**Supplied records**:
((

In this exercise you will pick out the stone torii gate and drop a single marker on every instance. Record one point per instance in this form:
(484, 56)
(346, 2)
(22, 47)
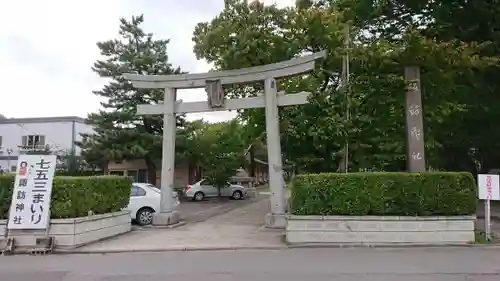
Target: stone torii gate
(213, 83)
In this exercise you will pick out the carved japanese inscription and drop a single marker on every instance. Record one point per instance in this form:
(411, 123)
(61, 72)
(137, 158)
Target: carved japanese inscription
(414, 121)
(215, 93)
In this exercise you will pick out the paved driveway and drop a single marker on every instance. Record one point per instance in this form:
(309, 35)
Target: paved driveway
(194, 211)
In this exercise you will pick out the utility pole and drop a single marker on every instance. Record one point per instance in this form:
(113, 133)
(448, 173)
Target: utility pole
(344, 165)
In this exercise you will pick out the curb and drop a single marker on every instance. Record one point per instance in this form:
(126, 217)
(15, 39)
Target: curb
(160, 250)
(339, 246)
(270, 248)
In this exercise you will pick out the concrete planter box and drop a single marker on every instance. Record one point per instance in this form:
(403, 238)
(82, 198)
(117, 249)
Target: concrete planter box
(380, 230)
(73, 233)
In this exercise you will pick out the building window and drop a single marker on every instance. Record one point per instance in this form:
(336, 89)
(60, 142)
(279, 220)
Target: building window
(116, 173)
(33, 141)
(137, 191)
(137, 175)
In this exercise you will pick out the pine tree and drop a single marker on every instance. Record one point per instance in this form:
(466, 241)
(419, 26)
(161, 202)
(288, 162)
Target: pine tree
(119, 133)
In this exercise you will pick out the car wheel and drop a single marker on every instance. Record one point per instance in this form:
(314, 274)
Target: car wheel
(144, 216)
(199, 196)
(237, 195)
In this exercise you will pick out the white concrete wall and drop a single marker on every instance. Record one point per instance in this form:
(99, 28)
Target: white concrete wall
(72, 233)
(373, 230)
(57, 131)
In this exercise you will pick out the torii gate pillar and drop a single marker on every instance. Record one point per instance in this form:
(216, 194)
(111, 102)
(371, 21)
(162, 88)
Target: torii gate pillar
(213, 82)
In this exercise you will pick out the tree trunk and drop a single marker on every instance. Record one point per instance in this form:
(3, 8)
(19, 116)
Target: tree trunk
(252, 161)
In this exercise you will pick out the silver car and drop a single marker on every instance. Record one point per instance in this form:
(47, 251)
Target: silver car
(204, 189)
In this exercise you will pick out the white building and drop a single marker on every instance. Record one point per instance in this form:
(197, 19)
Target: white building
(19, 135)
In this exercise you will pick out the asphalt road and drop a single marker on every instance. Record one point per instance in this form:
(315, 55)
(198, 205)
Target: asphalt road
(414, 264)
(193, 211)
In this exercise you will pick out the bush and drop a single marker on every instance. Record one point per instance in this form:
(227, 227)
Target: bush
(399, 194)
(76, 196)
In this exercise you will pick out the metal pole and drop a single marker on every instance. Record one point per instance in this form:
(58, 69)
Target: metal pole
(347, 89)
(487, 219)
(9, 169)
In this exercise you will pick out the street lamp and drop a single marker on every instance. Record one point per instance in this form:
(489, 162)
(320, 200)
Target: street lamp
(9, 152)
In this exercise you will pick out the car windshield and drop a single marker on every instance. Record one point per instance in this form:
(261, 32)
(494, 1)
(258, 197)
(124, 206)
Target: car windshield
(153, 187)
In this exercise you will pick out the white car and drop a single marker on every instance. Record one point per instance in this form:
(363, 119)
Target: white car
(145, 199)
(204, 189)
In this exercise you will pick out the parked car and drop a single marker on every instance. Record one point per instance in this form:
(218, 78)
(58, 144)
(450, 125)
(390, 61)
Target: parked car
(204, 189)
(145, 200)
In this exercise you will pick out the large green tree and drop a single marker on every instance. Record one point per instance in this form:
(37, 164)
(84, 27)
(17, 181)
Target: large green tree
(119, 133)
(314, 135)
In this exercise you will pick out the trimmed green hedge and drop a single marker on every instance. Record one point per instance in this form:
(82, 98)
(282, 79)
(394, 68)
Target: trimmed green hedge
(75, 196)
(399, 194)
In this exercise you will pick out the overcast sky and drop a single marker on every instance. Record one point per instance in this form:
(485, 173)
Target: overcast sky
(47, 48)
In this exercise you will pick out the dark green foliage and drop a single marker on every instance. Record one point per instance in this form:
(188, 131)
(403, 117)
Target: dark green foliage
(76, 196)
(399, 194)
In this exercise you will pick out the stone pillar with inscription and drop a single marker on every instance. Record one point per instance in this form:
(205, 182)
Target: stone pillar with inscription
(414, 121)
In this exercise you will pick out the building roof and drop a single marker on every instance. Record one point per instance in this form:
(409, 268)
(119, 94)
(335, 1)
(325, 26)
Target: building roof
(42, 120)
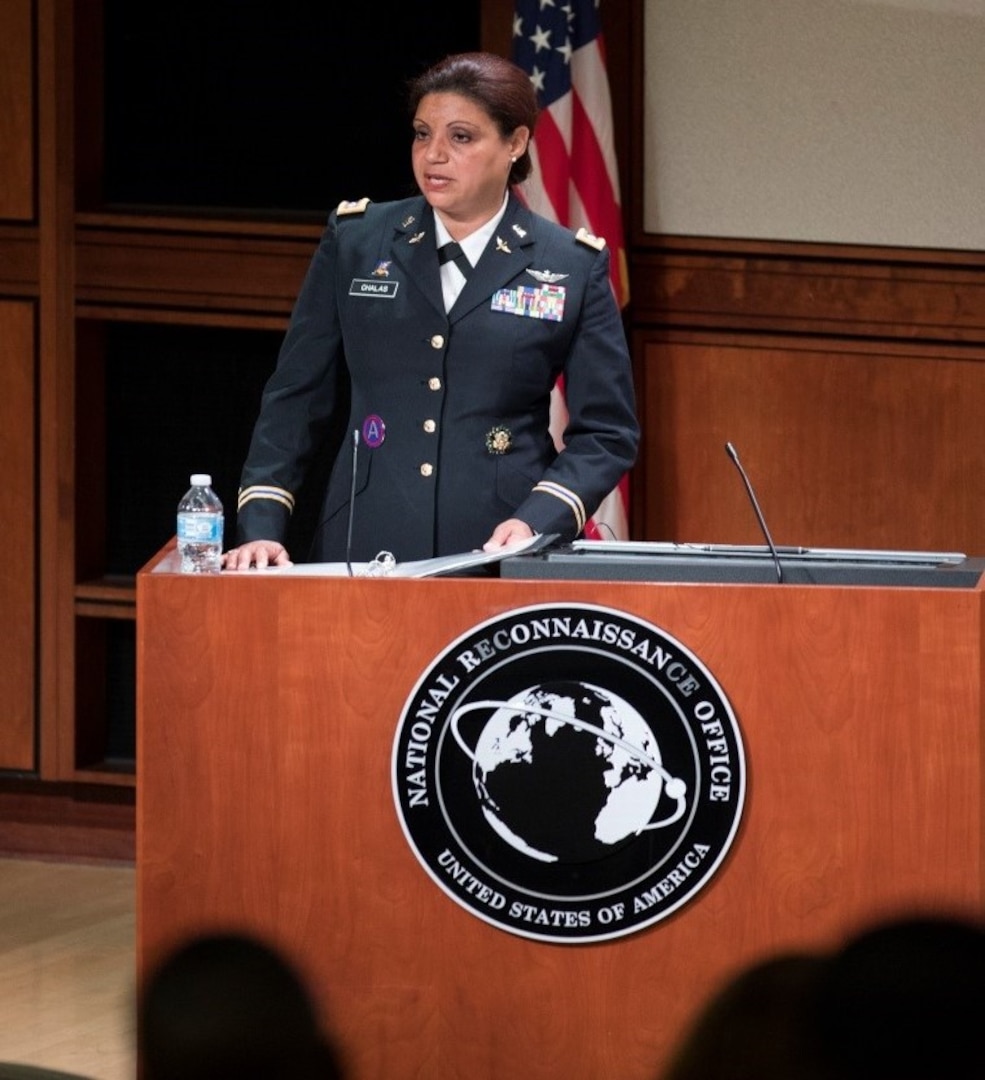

))

**Exercise directions**: Exclude images. Return the data above verbatim.

**Solution to the problem**:
In this exercise you will pick out the stone torii gate and drop a single marker on every instance. Record one point per instance in this form:
(484, 56)
(346, 2)
(22, 47)
Target: stone torii gate
(213, 83)
In this exercise you will pick out the carved japanese inscription and drop a single marker on every instance. Record one point per instance in this form:
(411, 123)
(61, 72)
(137, 158)
Target: carved japanese inscription
(414, 121)
(215, 93)
In this exercise you will pick out the paved driveway and drop a single marker on every instance. Record one point per instance in this form:
(309, 35)
Target: paved driveway
(194, 211)
In this exercise you will pick out the utility pole and drop a single marker on every instance. Record one point per instance in this form:
(113, 133)
(448, 173)
Target: utility pole
(344, 165)
In this exercise you will pick out the curb and drop a single marker on every instance. Record one point per instance in this form:
(126, 217)
(15, 39)
Target: curb
(160, 250)
(339, 246)
(270, 248)
In this exercise you will pick out the concrete planter box and drop a single marker on every instance. Record one point per instance in this form:
(403, 238)
(82, 198)
(117, 249)
Target: concrete planter box
(380, 230)
(73, 233)
In this exercise you will pick out the building window and drop a single marker on every instance. Record one point per instance in this form:
(336, 89)
(60, 142)
(279, 220)
Target: building window
(116, 173)
(33, 141)
(137, 191)
(137, 175)
In this exercise you will pick out the pine tree and drop a single marker on every instance. Record one point per instance in this form:
(466, 241)
(419, 26)
(161, 202)
(288, 162)
Target: pine tree
(119, 133)
In this exercise you will pick out the car wheel and drop a single marker on every instance. Record one point per instance in this form:
(314, 274)
Target: car wheel
(144, 216)
(199, 196)
(237, 195)
In this exercise you will pick out the white concrete wall and drop a single marker on every instance. Record one point per instance in this form:
(99, 28)
Target: white concrete wall
(72, 233)
(373, 230)
(57, 131)
In this exercise you will pick out the torii gate pillar and drop a single marker on every instance. Record one point per instance in this form:
(216, 194)
(111, 102)
(371, 21)
(162, 88)
Target: torii gate pillar
(213, 82)
In this exercise you will pick out the tree trunk and drop a single marker on every instance. Record one point per instance in this form:
(3, 8)
(19, 116)
Target: tree trunk
(252, 161)
In this exercise you will pick out the silver car and drop a single marker on every instance. Record one point per instance in this form:
(47, 251)
Target: silver car
(204, 189)
In this exercise you will pick out the white building and drop a single marker on every instance. Record one point per instance in this form:
(197, 19)
Target: white building
(19, 135)
In this exercise you will pick out the asphalt road and drop a single marker on every instance. Record one point per instance in this form:
(315, 55)
(198, 205)
Target: asphalt road
(414, 264)
(193, 211)
In this exercise you will pick out the bush and drop a single marker on every instance. Record one point per instance in this form:
(227, 227)
Target: bush
(399, 194)
(76, 196)
In this exercise you will pick out the metal pole and drop a single marker on every instance. Record one point per instance in this form:
(58, 69)
Target: metal pole
(347, 89)
(487, 219)
(9, 169)
In this exercise you will pick out the street lamp and drop a single marker on every instance. Record one point per instance in this form:
(489, 162)
(320, 200)
Target: street lamp
(9, 152)
In this exercise you will pick out the car windshield and drop a single marker on every instance. Record one point per instance in this form:
(261, 32)
(494, 1)
(258, 197)
(124, 206)
Target: car windshield
(153, 187)
In this exercise you will pick out the white car and drop a single marker on every instance. Record one point per instance in this form:
(363, 119)
Target: white car
(145, 199)
(204, 189)
In this exercise you will pick out the parked car and drop a single marker on every instance. Record one point per instance in this form:
(218, 78)
(58, 144)
(450, 125)
(390, 61)
Target: parked car
(204, 189)
(145, 200)
In this exercise you will pick out the large green tree and drop a single marker on every instance. Record one point per instance in this form:
(37, 164)
(84, 27)
(17, 181)
Target: large green tree
(119, 133)
(314, 135)
In this exercise you will pick out the trimmed green hedge and drop a single marker on every instance. Record one point per instance in this form:
(82, 98)
(282, 79)
(394, 68)
Target: trimmed green hedge
(75, 196)
(399, 194)
In this exercise you will pick out the overcast sky and drop a single marker on every instance. Record one point per instance in this form:
(485, 173)
Target: overcast sky
(47, 48)
In this exercise you will pick out the dark green foliage and drop a single marker on every instance. Record one point per instance in this form:
(188, 131)
(403, 117)
Target: dark green foliage
(76, 196)
(399, 194)
In this exercise you will pick out the stone pillar with inscription and drop a single marker on every instance. Record one point per instance in this form:
(205, 182)
Target: stone pillar with inscription
(414, 121)
In this exercise you will pick out the building roof and drop a single marker on every instance. Record one point per instance in this form:
(409, 268)
(119, 94)
(335, 1)
(325, 26)
Target: building roof
(42, 120)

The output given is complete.